## YOUR INSTRUCTIONS
Search the listing for "clear" and copy every line where it appears.

## EXCERPTED DATA

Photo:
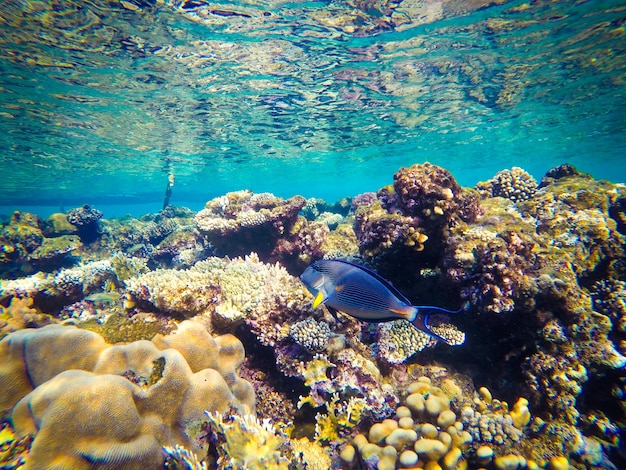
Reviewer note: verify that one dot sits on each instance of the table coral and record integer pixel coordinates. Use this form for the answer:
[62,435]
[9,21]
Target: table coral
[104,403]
---
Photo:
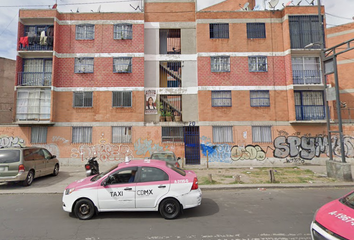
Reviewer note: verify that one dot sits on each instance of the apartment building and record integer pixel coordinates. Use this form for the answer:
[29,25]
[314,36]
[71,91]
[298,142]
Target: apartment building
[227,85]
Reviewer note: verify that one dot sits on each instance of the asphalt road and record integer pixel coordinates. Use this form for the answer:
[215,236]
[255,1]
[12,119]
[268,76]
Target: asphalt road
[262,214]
...
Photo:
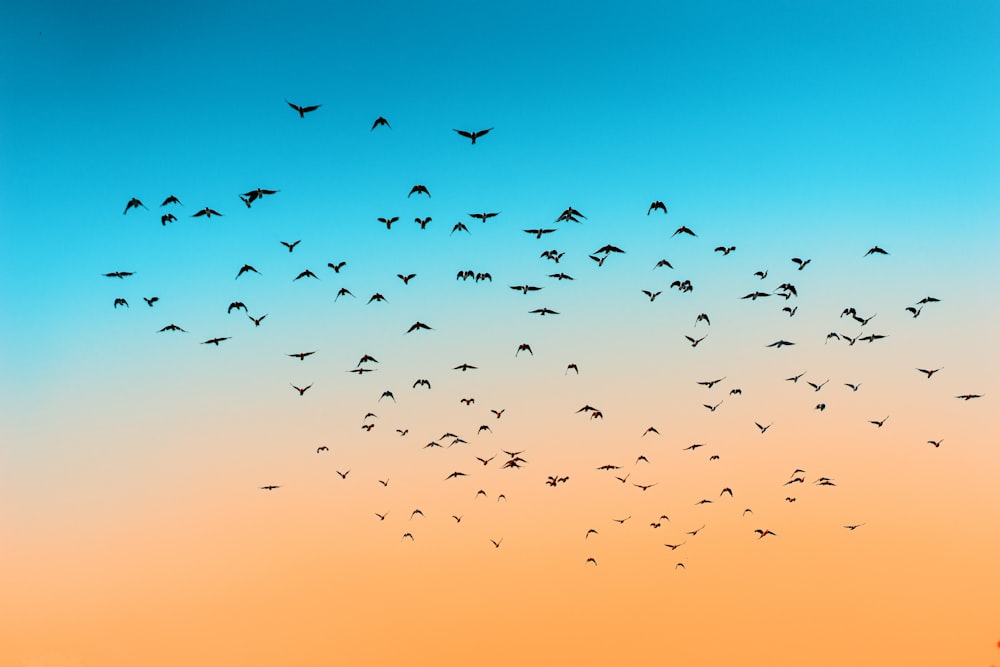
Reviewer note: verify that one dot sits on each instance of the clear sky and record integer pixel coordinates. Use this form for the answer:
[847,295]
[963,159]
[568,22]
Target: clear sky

## SOLVED PROBLEM
Reviewer note: verify that one dot sits on each instance of the clear sky and record integer pixel coordinates. Use this form for the answer:
Target: clear sky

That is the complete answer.